▶ **What you need to do**
In the passage on John Sherman's astrological chart, what role did Garfield hold at the 1880 Republican National Convention?

Astrologically, Sherman’s chart explains both his reach and his ceiling. With Leo rising and the Sun in the 10th house, he enjoys sustained public rank and access to the highest offices of the state; his Moon’s application to a Gemini stellium in the 11th house, with Jupiter in sect as victor, describes a career built on committees, rules, and institutional networks that expand the scope of federal power through law. This is the chart of a master legislator: durable influence, technical command, and the ability to scale policy to the national level. Yet Sherman is born under a New Moon with the Moon combust, a configuration that places him close to authority while limiting the specifically lunar talent for unifying rival factions behind himself. He becomes indispensable to the machinery of power without becoming the singular figure who commands it by personal magnetism. The astrology fits a man whose authority grows with institutions, not with charisma.

This tension helps explain why Garfield’s objective at the 1880 Republican National Convention was to nominate Sherman for president. Garfield entered the convention as Sherman’s campaign manager and floor general, believing that Sherman’s legislative stature, financial achievements, and standing within the party’s governing elite made him the natural choice to unify the Republicans after Ulysses S. Grant’s third-term bid stalled. The effort failed not because Sherman lacked accomplishments, but because his coalition could not be welded into a final majority; the deadlock instead elevated Garfield himself as the compromise nominee. The chart tells the story in advance: John Sherman is built to expand and stabilize the system, not to personify it.

[Dataset entries]
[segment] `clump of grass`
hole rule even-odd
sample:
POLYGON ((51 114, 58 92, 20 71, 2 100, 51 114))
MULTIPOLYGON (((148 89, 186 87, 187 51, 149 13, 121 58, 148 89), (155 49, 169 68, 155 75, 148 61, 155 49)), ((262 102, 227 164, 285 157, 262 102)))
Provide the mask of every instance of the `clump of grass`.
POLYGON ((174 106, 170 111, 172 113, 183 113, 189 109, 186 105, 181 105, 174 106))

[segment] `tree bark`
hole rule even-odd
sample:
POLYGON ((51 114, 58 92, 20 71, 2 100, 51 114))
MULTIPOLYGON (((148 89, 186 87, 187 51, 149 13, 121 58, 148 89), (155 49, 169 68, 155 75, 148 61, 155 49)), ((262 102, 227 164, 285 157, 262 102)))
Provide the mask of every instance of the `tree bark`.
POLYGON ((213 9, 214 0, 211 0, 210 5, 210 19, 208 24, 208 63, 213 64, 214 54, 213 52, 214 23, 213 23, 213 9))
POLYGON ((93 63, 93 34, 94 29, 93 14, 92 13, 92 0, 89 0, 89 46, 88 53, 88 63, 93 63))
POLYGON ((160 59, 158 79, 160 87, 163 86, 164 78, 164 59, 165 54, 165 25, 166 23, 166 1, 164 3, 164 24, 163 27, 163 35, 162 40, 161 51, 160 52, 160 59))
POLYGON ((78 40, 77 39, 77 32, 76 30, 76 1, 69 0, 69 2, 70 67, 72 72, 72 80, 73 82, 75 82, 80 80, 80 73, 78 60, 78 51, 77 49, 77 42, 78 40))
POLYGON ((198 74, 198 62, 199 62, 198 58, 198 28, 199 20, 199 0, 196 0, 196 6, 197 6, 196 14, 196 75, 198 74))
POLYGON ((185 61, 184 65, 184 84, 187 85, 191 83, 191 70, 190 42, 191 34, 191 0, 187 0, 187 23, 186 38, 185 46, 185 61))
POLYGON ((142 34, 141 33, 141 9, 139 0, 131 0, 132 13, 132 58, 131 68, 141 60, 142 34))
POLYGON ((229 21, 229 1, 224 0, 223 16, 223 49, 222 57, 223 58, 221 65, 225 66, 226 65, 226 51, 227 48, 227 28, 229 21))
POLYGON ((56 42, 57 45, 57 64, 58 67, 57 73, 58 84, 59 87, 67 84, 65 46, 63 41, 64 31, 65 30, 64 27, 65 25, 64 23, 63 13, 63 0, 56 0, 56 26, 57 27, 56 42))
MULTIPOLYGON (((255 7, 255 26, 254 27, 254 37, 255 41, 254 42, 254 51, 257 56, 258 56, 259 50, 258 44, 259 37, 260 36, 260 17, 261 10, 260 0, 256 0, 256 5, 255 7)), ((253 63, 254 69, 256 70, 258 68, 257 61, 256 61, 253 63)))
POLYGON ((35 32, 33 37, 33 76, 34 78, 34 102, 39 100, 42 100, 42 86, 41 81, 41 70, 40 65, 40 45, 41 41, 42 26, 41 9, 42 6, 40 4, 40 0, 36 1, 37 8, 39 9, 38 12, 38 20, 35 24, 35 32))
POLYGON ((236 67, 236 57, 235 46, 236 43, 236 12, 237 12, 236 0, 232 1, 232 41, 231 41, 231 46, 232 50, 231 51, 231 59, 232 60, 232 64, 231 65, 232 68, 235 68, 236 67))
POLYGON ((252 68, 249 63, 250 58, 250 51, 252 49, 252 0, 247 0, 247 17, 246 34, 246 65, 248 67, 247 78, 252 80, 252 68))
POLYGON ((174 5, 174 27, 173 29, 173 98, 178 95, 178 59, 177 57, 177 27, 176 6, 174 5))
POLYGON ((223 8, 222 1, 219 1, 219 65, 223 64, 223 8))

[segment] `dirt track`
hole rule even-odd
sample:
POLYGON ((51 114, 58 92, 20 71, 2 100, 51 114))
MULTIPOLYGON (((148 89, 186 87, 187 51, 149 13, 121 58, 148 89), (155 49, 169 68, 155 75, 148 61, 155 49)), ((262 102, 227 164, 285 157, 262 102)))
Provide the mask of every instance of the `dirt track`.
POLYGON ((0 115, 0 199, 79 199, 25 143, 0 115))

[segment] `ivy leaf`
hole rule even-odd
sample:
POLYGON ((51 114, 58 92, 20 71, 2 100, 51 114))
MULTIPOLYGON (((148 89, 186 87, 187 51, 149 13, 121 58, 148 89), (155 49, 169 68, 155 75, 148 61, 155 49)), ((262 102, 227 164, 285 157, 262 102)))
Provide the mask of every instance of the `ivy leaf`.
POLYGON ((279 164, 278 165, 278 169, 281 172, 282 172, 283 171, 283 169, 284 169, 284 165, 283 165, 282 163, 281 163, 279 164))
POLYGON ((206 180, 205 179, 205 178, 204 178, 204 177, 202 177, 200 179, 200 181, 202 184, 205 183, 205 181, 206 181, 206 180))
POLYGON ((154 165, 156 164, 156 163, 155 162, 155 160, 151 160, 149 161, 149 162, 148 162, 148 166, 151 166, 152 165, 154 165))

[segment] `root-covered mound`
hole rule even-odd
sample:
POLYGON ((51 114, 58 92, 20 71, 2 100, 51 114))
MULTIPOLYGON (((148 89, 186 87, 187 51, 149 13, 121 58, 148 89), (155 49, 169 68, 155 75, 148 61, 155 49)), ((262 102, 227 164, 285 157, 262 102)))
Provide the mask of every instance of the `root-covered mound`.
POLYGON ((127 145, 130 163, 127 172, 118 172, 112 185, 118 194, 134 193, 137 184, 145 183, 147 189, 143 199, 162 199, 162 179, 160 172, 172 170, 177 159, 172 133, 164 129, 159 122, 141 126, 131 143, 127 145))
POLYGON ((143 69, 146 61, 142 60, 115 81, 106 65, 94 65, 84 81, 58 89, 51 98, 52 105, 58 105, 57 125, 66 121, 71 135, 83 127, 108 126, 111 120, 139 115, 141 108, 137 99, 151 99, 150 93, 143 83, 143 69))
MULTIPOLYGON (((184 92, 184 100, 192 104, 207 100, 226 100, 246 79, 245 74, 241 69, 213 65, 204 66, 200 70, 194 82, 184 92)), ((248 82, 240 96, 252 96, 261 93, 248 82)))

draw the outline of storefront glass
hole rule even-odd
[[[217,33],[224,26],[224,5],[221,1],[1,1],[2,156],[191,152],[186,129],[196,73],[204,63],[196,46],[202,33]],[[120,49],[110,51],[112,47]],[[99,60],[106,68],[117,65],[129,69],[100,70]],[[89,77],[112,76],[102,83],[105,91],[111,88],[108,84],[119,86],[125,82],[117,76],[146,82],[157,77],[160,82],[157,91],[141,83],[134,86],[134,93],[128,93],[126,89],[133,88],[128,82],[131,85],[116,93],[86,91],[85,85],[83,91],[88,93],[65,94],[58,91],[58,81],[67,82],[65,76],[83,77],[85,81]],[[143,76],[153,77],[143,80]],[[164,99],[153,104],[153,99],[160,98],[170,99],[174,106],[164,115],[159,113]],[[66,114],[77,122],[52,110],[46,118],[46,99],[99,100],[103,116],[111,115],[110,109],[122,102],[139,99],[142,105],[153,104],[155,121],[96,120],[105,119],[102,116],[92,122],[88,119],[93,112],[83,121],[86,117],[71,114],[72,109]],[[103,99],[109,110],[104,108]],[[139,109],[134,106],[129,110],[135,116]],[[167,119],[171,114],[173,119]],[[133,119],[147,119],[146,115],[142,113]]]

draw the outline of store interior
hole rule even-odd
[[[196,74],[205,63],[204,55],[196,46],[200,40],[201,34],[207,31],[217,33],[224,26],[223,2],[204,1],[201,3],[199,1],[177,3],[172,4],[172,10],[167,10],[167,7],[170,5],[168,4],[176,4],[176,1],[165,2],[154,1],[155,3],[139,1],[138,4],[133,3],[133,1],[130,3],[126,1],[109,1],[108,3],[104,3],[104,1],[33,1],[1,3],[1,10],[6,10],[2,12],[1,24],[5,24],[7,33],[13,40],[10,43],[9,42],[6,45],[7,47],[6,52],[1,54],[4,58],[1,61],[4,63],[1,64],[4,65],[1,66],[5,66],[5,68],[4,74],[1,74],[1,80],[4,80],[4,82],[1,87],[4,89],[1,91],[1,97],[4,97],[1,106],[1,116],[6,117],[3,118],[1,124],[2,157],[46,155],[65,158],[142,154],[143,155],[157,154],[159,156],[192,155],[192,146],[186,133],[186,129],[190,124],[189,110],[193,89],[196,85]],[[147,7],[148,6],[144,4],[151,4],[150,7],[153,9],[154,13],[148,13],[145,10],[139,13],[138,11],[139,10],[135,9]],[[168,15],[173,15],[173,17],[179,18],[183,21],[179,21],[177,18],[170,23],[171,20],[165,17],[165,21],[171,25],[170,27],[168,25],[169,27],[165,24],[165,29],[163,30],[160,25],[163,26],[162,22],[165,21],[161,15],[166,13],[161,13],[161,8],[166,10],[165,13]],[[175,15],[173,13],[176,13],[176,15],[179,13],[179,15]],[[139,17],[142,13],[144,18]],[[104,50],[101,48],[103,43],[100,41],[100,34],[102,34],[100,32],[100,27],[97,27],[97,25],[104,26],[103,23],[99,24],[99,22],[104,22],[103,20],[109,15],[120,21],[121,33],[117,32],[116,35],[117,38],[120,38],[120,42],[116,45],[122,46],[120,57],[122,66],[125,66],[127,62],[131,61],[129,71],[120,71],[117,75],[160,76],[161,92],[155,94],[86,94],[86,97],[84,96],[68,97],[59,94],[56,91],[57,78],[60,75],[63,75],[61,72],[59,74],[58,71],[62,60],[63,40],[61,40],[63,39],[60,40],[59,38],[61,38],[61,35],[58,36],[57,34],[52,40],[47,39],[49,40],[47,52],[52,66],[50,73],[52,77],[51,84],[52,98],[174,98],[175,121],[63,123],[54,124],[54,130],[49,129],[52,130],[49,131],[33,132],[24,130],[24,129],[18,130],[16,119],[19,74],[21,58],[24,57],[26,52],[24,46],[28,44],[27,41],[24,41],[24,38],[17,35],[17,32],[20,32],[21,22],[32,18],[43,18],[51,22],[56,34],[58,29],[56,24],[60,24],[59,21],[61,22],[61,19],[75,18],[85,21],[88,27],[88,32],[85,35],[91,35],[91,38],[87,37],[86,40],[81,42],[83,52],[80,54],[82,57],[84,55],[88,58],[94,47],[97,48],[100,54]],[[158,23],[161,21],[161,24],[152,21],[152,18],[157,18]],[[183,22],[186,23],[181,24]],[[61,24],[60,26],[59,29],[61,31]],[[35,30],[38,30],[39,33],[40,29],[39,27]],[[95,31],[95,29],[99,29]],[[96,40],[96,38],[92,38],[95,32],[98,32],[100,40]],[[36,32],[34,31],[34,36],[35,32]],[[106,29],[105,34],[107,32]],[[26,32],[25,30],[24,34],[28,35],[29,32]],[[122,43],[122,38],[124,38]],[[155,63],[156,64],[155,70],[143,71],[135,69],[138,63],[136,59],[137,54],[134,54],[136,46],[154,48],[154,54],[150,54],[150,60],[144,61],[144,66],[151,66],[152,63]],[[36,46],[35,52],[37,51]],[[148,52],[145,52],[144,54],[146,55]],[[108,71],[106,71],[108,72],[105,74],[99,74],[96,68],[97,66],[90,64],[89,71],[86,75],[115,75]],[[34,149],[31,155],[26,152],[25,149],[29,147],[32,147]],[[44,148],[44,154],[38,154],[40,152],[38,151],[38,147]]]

▶ **Solution to this exercise**
He was Sherman's campaign manager and floor general.